• [Exercise] Rewrite the records below with every "Target" changed to "Object" and nothing else altered, leaving out the pictures.
------
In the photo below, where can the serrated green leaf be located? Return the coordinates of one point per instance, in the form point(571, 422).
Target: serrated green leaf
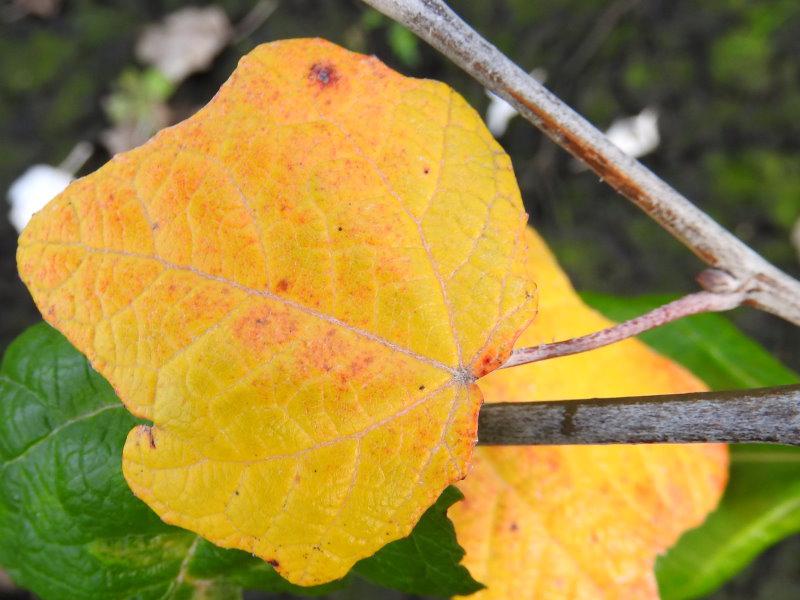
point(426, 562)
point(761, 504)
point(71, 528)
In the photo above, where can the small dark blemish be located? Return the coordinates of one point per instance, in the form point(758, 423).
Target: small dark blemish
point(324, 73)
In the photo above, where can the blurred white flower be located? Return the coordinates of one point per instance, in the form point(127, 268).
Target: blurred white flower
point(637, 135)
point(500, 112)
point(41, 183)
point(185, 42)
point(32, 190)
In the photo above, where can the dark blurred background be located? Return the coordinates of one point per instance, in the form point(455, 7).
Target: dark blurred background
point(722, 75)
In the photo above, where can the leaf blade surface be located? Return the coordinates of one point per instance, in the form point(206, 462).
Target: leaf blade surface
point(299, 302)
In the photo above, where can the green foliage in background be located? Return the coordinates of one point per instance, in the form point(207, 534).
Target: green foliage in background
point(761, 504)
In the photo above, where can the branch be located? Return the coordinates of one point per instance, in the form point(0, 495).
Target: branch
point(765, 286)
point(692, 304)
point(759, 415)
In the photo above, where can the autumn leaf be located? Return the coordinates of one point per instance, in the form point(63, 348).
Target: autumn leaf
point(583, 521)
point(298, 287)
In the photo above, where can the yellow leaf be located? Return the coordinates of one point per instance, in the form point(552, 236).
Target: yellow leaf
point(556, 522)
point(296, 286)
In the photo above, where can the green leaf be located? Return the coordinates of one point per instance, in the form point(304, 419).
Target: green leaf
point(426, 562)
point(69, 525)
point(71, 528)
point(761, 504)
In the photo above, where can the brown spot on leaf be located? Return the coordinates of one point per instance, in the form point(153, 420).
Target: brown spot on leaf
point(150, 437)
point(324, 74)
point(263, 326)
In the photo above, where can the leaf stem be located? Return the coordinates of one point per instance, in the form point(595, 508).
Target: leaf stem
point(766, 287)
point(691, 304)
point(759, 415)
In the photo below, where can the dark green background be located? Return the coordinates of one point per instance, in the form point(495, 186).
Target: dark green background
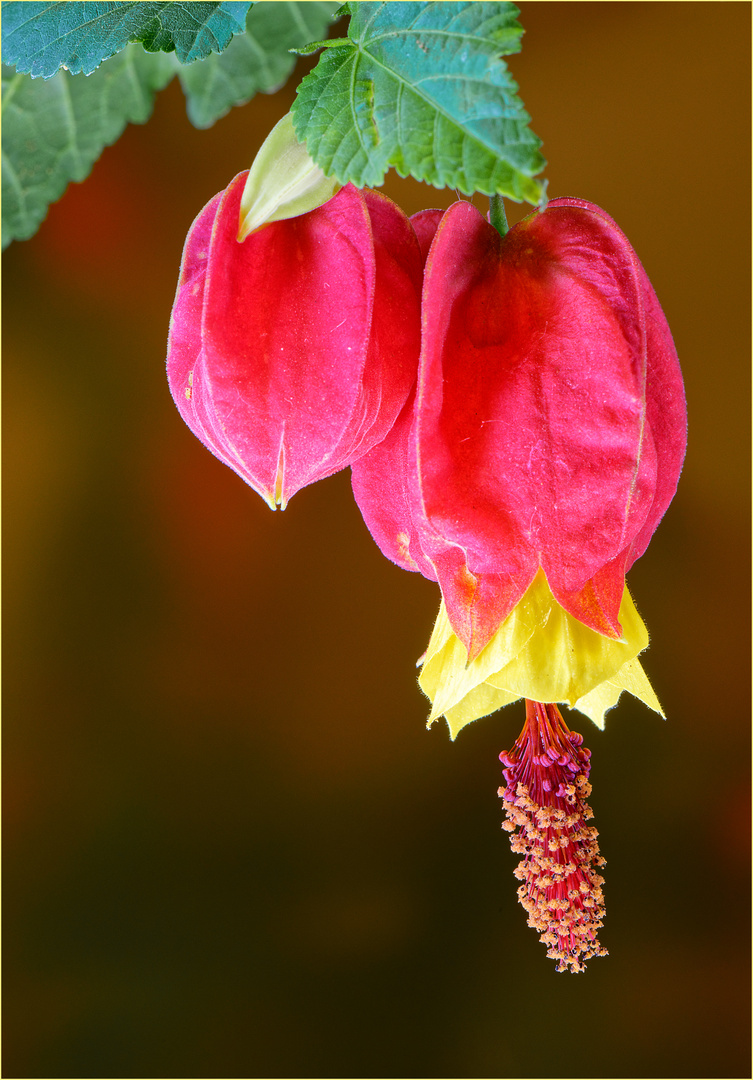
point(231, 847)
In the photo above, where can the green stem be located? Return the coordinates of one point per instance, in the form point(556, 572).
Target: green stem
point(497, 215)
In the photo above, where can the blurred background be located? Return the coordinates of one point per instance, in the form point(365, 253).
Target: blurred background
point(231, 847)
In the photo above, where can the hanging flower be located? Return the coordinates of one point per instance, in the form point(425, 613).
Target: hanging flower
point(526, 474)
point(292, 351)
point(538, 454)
------
• [Response to this task]
In the photo below, where can the serrated green leaf be located? Return the coordinates of one point per instance, in the form point(571, 422).
Object: serrated green leaf
point(426, 562)
point(761, 504)
point(71, 528)
In the photo above, where can the small dark blemish be located? Return the coordinates of one point per instance, in the form point(758, 423).
Object: small dark blemish
point(324, 73)
In the photo above, where can the blurred white flower be located? Return the coordinates of one point per instance, in the form point(127, 268).
Object: blurred white flower
point(637, 135)
point(500, 112)
point(41, 183)
point(185, 42)
point(32, 190)
In the photo above, where can the dark blurred background be located? Return the coordinates of one point per instance, in the form point(455, 7).
Object: dark blurred background
point(722, 75)
In the photo above, where can the leaf blade surface be located? Return the coordinates of one point per instance, in the form point(206, 462).
Object: leaf blade surface
point(299, 302)
In the photo above, where can the green foliage in background be located? Return the coordinates of one point per instance, in the form point(207, 534).
Object: green foliage in background
point(761, 504)
In the photo above, where can the branch be located? Return the coordinates of one point per instance, in the form point(0, 495).
Object: branch
point(765, 286)
point(692, 304)
point(759, 415)
In the photo above, where can the autumn leaf be located? Return the coordinates of one point per instance, in the form point(63, 348).
Object: autumn leaf
point(583, 521)
point(298, 287)
In the photo above, where can the yellow leaf be located? Return the coordinates of one point per instance, in the form point(552, 236).
Object: yellow leaf
point(556, 522)
point(296, 286)
In the photo above, where can the green leaf be located? Return the coordinates of one point per instance, in the form point(304, 419).
Object: green leaf
point(426, 562)
point(69, 525)
point(71, 528)
point(761, 504)
In the photo above, where can the brown spot on leaf be located? Return the coordinates of one point per instance, in the form point(153, 420).
Object: brown spot on leaf
point(150, 437)
point(324, 74)
point(263, 326)
In the photo above, where can the leaf stem be located? Return the coordinates of one point per instance, in the form point(595, 508).
Object: leaf stem
point(766, 287)
point(691, 304)
point(759, 415)
In the photo below, where can the dark green background be located? Return the coordinates of one point per instance, in the form point(495, 186).
Object: dark green background
point(231, 847)
In the photo above, where can the green stem be located? Return the coordinates of one point per instance, in the form point(556, 572).
Object: green stem
point(497, 215)
In the photo above, where can the blurred background be located? Return the coordinates of one point per instance, in the form point(365, 253).
Object: blurred background
point(231, 847)
In the photo above, where can the hanging flower be located? Return the coordinates of one point per instance, in the form point(425, 613).
Object: hanging flower
point(526, 474)
point(292, 351)
point(538, 454)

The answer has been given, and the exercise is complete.